_TEKS SUMBER_.
________________

Tarekat berkembang di Indonesia , khususnya di pulau Jawa
adalah sejalan dengan proses Islamisasi, sehingga dalam berbagai hal telah
mewarnai kehidupan keagamaan umat Islam. Dan dikatakan oleh Zamakhsyari Dhofier
bahwa tarekat yang paling banyak pengikutnya di pulau Jawa adalah Tarekat
Qodiriyyah Naqsabandiyyah. Tarekat ini pada umumnya berkembang pesat melalui
pondok-pondok pesantren di berbagai daerah.[10]
Pesantren sebagai lembaga pendidikan dan pusat
peyebaran agama Islam, lahir dan berkembang semenjak masa-masa permulaan
kedatangan Islam di negeri kita. Berdirinya sebuah pondok pesantren tidak bisa
lepas dari kehadiran seorang Kyai yang biasanya pernah bermukim bertahun-tahun
bahkan berpuluh-puluh tahun untuk mengaji dan mendalami pengetahuan agama Islam
di Makkah atau di Madinah dan negara Islam lainnya, ataupun pernah mengaji pada
seorang kyai di tanah air.

________________

_CUPLIKAN DATA_.
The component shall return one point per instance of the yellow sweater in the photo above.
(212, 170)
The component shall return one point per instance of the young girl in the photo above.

________________

_TUGAS SINGKAT A_. Sebutkan semua nama tempat geografis yang tercantum dalam teks tentang tarekat dan pesantren.
_TUGAS SINGKAT B_. Lanjutkan teks tentang tarekat dan pesantren mulai setelah kalimat terakhirnya.
Daftar di atas tidak diperlukan sama sekali.

_JAWABAN A_. Indonesia, pulau Jawa, Makkah, Madinah

_JAWABAN B_.
Seperti halnya di kawasan Magelang dan sekitarnya
sudah sudah ada dan bahkan banyak yang telah mengamalkan Tarekat sebelum adanya
Tarekat Qodiriyyah Naqsabandiyyah dari Pondok Pesantren Suryalaya. Dan jauh
sebelum Pondok Pesantren Suryalaya Perwakilan Kab. Magelang dibuka secara resmi, kegiatan mujahadah
dzikir telah dirintis oleh Ahmad Sirrullah baik secara pribadi maupun secara
bersama-sama dengan teman dekatnya. Setelah Ahmad Sirrullah mengambil talqin
dzikir dan mengenalkan kepada beberapa
remaja, kegiatan mujahadah yang konsentrasinya adalah mengamalkan dzikir
tersebut dipusatkan di salah satu ruangan yang dijadikan tempat sholat untuk
keluarga. Satu ruangan dengan ukuran kurang lebih 3 x 3 m² di pojok rumah orang
tuanya, mula-mula yang mengikuti hanya satu dua remaja saja.
Seiring dengan perjalanan waktu dan perkembangan
keadaan, masyarakat yang mengikuti
kegiatan pendekatan diri kepada Allah tersebut semakin banyak. Maka untuk
kelancaran kegiatan tersebut dibangunlah
sebuah Musholla di sebelah ruangan tempat sholat keluarga. Musholla ini
dinamakan Musholla Al Akbar. Dan selanjutnya menjadi tempat kegiatan mereka
yang telah mengambil talqin dzikir dari Pangersa Abah Anom.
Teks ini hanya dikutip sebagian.